[Dataset excerpts]

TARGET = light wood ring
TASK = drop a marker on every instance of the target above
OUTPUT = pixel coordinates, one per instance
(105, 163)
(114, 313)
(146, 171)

> [Your objective]
Would you reproduce all of the data exactly, without a single alteration?

> [Exercise response]
TARGET = light wood ring
TASK = drop a marker on every instance of the target above
OUTPUT = pixel coordinates, one per instance
(105, 163)
(114, 313)
(146, 171)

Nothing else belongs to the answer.